§ **Activity**
Make an exact copy of the entries, taking out every picture.

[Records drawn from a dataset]

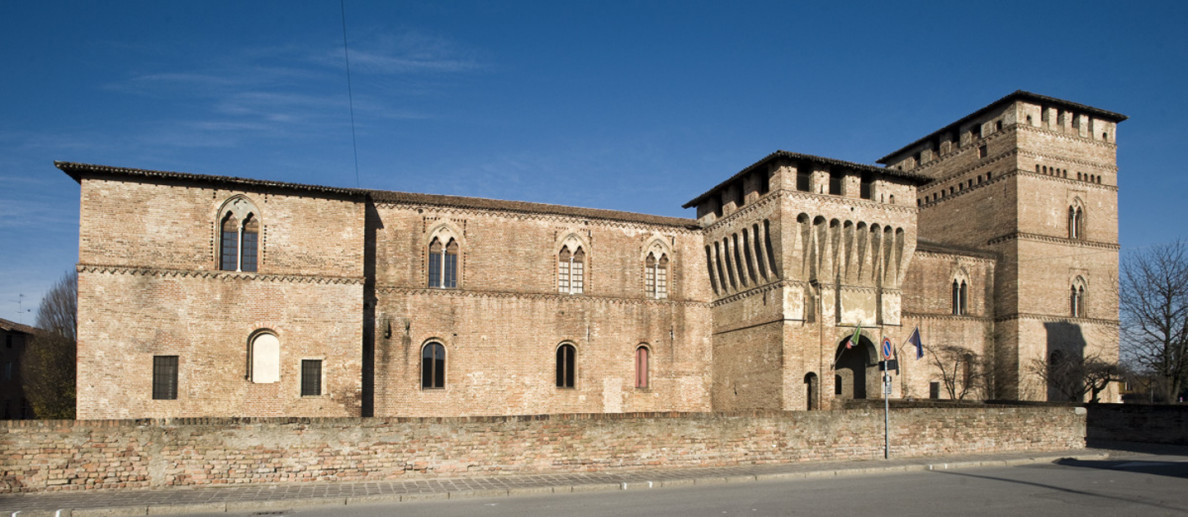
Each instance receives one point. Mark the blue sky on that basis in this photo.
(632, 106)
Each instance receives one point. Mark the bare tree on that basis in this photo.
(1070, 378)
(1154, 302)
(48, 364)
(961, 370)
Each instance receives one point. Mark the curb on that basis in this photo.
(290, 504)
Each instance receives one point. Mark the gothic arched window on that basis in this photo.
(433, 366)
(656, 276)
(570, 270)
(443, 263)
(567, 361)
(239, 229)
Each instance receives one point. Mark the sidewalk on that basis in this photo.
(251, 498)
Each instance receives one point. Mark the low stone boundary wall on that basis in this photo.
(1138, 423)
(43, 455)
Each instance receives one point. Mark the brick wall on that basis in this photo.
(43, 455)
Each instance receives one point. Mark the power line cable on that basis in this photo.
(351, 96)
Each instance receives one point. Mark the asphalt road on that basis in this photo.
(1143, 485)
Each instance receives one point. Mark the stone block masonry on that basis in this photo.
(55, 455)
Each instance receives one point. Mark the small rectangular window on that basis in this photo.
(164, 377)
(310, 377)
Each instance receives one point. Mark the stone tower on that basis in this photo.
(801, 250)
(1032, 180)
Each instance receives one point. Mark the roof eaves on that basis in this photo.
(529, 207)
(1011, 98)
(76, 170)
(12, 326)
(810, 158)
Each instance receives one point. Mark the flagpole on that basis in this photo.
(886, 413)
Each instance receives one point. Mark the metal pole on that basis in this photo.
(886, 413)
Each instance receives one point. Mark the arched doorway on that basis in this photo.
(855, 366)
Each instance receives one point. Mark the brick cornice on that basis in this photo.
(943, 182)
(690, 228)
(215, 275)
(1067, 136)
(754, 291)
(960, 254)
(1108, 166)
(548, 296)
(847, 201)
(766, 199)
(1036, 237)
(1048, 317)
(943, 316)
(1073, 182)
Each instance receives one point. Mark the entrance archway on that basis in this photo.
(855, 366)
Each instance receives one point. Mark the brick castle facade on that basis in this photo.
(220, 296)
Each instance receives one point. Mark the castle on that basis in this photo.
(996, 235)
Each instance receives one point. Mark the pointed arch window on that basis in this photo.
(642, 366)
(443, 263)
(1076, 301)
(567, 361)
(570, 270)
(656, 276)
(433, 366)
(239, 229)
(960, 297)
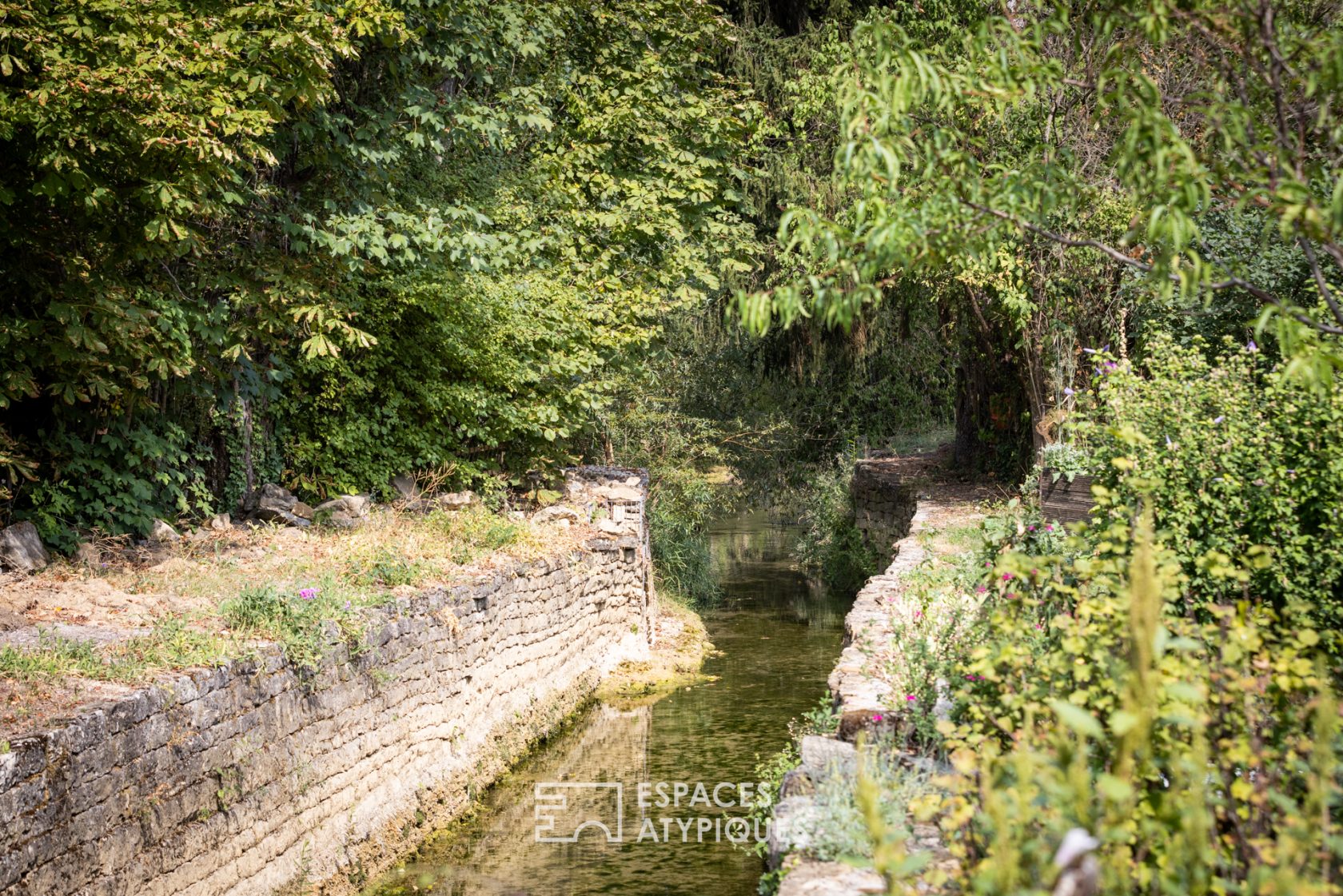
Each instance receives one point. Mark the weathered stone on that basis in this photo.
(238, 778)
(269, 496)
(555, 512)
(827, 755)
(21, 548)
(831, 878)
(163, 534)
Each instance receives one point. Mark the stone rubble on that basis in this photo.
(887, 508)
(22, 550)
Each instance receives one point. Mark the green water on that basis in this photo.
(779, 635)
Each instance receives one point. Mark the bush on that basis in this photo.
(831, 546)
(1242, 469)
(118, 481)
(1201, 754)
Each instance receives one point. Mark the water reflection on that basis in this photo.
(779, 635)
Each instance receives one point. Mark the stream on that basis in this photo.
(779, 635)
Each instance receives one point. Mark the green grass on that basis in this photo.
(304, 621)
(172, 643)
(313, 599)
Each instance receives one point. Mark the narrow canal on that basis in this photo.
(778, 635)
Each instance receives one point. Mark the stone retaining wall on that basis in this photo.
(860, 699)
(250, 778)
(883, 504)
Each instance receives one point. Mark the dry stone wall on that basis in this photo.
(252, 778)
(883, 504)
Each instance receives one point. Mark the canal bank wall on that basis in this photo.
(260, 778)
(906, 505)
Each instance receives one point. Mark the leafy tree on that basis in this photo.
(1060, 165)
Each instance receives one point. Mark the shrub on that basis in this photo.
(1201, 754)
(305, 622)
(831, 546)
(120, 481)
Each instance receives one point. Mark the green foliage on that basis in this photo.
(1201, 754)
(1244, 476)
(305, 622)
(831, 546)
(837, 828)
(172, 643)
(122, 480)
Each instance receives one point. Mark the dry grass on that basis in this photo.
(215, 595)
(391, 551)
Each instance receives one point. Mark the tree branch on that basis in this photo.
(1232, 280)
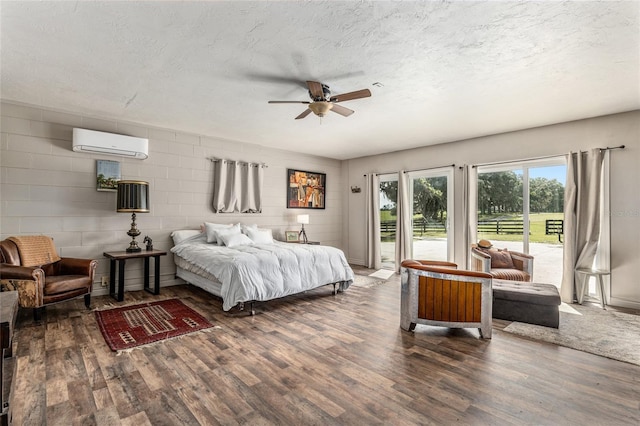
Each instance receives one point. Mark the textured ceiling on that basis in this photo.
(449, 71)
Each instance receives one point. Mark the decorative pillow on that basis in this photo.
(500, 259)
(212, 231)
(245, 228)
(235, 239)
(183, 234)
(260, 236)
(220, 233)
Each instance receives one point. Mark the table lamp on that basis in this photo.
(133, 197)
(303, 219)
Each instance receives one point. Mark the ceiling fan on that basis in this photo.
(322, 101)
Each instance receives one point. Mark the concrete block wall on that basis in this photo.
(46, 188)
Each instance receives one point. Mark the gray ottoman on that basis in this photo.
(532, 303)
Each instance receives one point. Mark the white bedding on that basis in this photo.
(265, 271)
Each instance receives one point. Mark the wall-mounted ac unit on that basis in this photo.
(110, 143)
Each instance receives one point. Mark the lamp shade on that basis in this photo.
(133, 196)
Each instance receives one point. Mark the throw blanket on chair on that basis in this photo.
(36, 250)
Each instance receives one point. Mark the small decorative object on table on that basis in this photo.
(291, 236)
(149, 242)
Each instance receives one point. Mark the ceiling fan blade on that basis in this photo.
(364, 93)
(304, 114)
(345, 112)
(315, 89)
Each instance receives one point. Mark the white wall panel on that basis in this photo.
(48, 188)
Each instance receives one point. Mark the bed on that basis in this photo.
(258, 269)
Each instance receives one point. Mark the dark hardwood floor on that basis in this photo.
(313, 358)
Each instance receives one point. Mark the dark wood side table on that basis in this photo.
(8, 314)
(121, 257)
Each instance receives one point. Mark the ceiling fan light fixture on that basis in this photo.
(320, 108)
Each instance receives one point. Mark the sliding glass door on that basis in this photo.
(520, 208)
(432, 195)
(388, 210)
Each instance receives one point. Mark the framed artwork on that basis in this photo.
(305, 190)
(107, 175)
(291, 236)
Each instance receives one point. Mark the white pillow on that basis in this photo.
(247, 227)
(260, 236)
(238, 239)
(211, 230)
(231, 230)
(183, 234)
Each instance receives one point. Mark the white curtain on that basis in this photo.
(251, 178)
(237, 187)
(404, 222)
(372, 255)
(582, 216)
(469, 210)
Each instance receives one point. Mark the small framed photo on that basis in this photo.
(107, 175)
(305, 190)
(291, 236)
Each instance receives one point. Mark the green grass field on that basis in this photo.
(536, 228)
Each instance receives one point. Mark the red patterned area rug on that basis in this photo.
(137, 325)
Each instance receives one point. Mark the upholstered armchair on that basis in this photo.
(502, 264)
(437, 293)
(31, 265)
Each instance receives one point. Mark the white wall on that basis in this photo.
(613, 130)
(46, 188)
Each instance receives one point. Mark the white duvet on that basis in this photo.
(266, 271)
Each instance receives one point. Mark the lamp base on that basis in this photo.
(302, 236)
(133, 233)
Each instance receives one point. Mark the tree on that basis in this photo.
(430, 197)
(499, 192)
(546, 195)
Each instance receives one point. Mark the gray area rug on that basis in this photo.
(614, 335)
(366, 281)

§ **Solved exercise**
Each instance receives one point. Mark the blue sky on that basis in this photo.
(632, 106)
Each instance receives one point. Mark the bare tree on that basis in this photo.
(1070, 378)
(1154, 302)
(48, 364)
(961, 370)
Each instance receives one point. Mark the curb on that basis in this photo.
(290, 504)
Each instance receives one point. Mark the gothic arched window on that basis in this photo.
(433, 366)
(656, 276)
(570, 270)
(443, 263)
(567, 361)
(239, 229)
Each instance receives one point. Mark the sidewalk on that basis in this photo.
(251, 498)
Each instance receives one point. Mark the low stone boundary wall on that basis in this photo.
(1138, 423)
(43, 455)
Each instance receives one point. Mark the brick wall on that basis in this photo.
(43, 455)
Each instance receives one point. Mark the power line cable on that basis in this photo.
(351, 96)
Each instance receives one point. Mark the asphalt road on that basis in this photo.
(1143, 485)
Each instance receives one point. Mark the stone block masonry on that basis in this photo.
(55, 455)
Each instance receives one point. Mark the small rectangular window on that basis in this photo.
(164, 377)
(310, 377)
Each instance receives one point. Mark the stone tower on that basis in this photo.
(801, 250)
(1032, 180)
Each instance receives one point. Mark the roof eaves on that basis in this photo.
(529, 207)
(1011, 98)
(76, 170)
(12, 326)
(810, 158)
Each instance receives one point. Mark the flagpole on that basis in this photo.
(886, 413)
Each instance receives one point. Mark the metal pole on that basis in this photo.
(886, 413)
Each instance receives one point. Mark the arched doorway on that basis in this photo.
(855, 366)
Each instance receives one point. Mark the brick cornice on that basis in this photo.
(943, 182)
(690, 228)
(215, 275)
(1067, 136)
(754, 291)
(960, 254)
(1108, 166)
(548, 296)
(847, 201)
(766, 199)
(1036, 237)
(1048, 317)
(943, 316)
(1073, 182)
Each instance receives one point. Mark the entrance archway on that basis in this photo.
(855, 366)
Each instance receives one point. Mark the brick castle facade on that basis in this photo.
(220, 296)
Each instance receives one point. Mark the castle on that basis in this photo.
(996, 235)
Each instance receives one point. Mark the pointed arch window on that basis in this photo.
(642, 366)
(443, 263)
(1076, 301)
(567, 361)
(570, 270)
(656, 276)
(433, 366)
(239, 229)
(960, 297)
Each instance receives one point. Mark the weathered stone on that basis in this photo.
(238, 778)
(269, 496)
(555, 512)
(827, 755)
(21, 548)
(831, 878)
(163, 534)
Each instance receives one point. Mark the stone rubble on that basis in this photo.
(887, 508)
(22, 550)
Each instance receives one point. Mark the green water on that basis in this photo.
(779, 635)
Each instance receives one point. Mark the bush on that basis in this photo.
(831, 546)
(1242, 469)
(118, 481)
(1201, 754)
Each instance receives one point. Mark the water reflection on that basis in this photo.
(779, 635)
Each instance receives one point. Mark the stream on that basis in this photo.
(779, 635)
Each instance receives one point. Mark the green grass on that basis in this photo.
(304, 621)
(172, 643)
(313, 599)
Each instance receives one point. Mark the narrow canal on that basis in this photo.
(778, 635)
Each instance receives one point. Mark the stone retaining wall on that basis in this photo.
(860, 699)
(250, 778)
(883, 504)
Each instance receives one point. Mark the dry stone wall on that basis in this photo.
(252, 778)
(883, 504)
Each instance receives one point. Mark the canal bank wall on that basis in this photo.
(260, 778)
(906, 505)
Each instance receives one point. Mark the leafy tree on that basis in this photo.
(1060, 165)
Each instance receives one point. Mark the shrub on that basis in this photo.
(1201, 754)
(305, 622)
(831, 546)
(120, 481)
Each instance receives one point. Mark the green foliage on that basis in this photo.
(1201, 754)
(1244, 476)
(305, 622)
(831, 546)
(837, 828)
(172, 643)
(122, 480)
Each instance receives one point. Mark the dry grass on that basis in this photo.
(215, 595)
(391, 551)
Each instance receives one point. Mark the tree branch on that basis in this photo.
(1232, 280)
Each instance receives one point. Mark the textured ceiling on that basis in this photo.
(449, 71)
Each instance receives one point. Mark the decorative pillow on that basis in this photo.
(500, 259)
(212, 231)
(245, 228)
(235, 239)
(183, 234)
(260, 236)
(220, 233)
Each instance receives one point. Mark the table lamp on that basis in this photo.
(133, 197)
(303, 219)
Each instance receives one point. Mark the ceiling fan on that basis in this photo.
(322, 101)
Each instance receives one point. Mark the concrete block wall on that basis in this photo.
(46, 188)
Each instance receives one point. Mark the gray ottoman on that basis in this photo.
(532, 303)
Each instance receives one point. Mark the white bedding on that basis in this photo.
(265, 271)
Each instance receives one point. Mark the wall-mounted ac unit on that basis in this photo.
(110, 143)
Each instance receives one point. Mark the lamp shade on that basis in this photo.
(133, 196)
Each instance receives one point. Mark the throw blanket on chair on that basis in this photo.
(36, 250)
Each instance receives one point. Mark the small decorative object on table on that basis in this photo.
(291, 236)
(149, 242)
Each instance receives one point. Mark the ceiling fan blade on that basis in this photo.
(364, 93)
(304, 114)
(345, 112)
(315, 89)
Each instance receives one point. Mark the white wall panel on that basis in this photo.
(48, 188)
Each instance receives one point. Mark the bed on that basis in this photo.
(258, 269)
Each instance receives one point. Mark the dark hardwood floor on that basis in this photo.
(313, 358)
Each instance receives one point. Mark the dark wood side table on that basis in this photo.
(8, 314)
(121, 257)
Each instance receives one point. Mark the ceiling fan light fixture on that basis in this photo.
(320, 108)
Each instance receives one point. Mark the sliding glass door on that basis in this photo.
(520, 208)
(432, 195)
(388, 210)
Each instance receives one point. Mark the framed artwork on that basis in this photo.
(305, 190)
(107, 175)
(291, 236)
Each instance receives one point. Mark the white pillow on that basis in this photo.
(247, 227)
(260, 236)
(238, 239)
(211, 230)
(231, 230)
(183, 234)
Each instance receives one point. Mark the white curtain on that basis in this photo.
(251, 178)
(237, 187)
(404, 222)
(372, 255)
(582, 216)
(469, 210)
Each instance receives one point. Mark the small framed photo on that basis in this photo.
(107, 175)
(305, 190)
(291, 236)
Each instance receives one point. Mark the green grass field on that basis in this photo.
(536, 228)
Each instance receives one point. Mark the red patterned area rug on that basis in this photo.
(137, 325)
Each instance receives one point. Mark the upholstered armchair on that basis in this photo.
(502, 264)
(437, 293)
(31, 265)
Each instance receives one point. Mark the white wall on that basis in this photo.
(613, 130)
(46, 188)
Each instance receives one point. Mark the white duvet on that basis in this photo.
(266, 271)
Each instance receives one point. Mark the lamp base on that basis in this photo.
(302, 236)
(133, 233)
Each instance receives one point. Mark the tree on that basis in this photo.
(430, 197)
(499, 192)
(546, 195)
Each instance receives one point. Mark the gray area rug on that basis in this photo.
(614, 335)
(366, 281)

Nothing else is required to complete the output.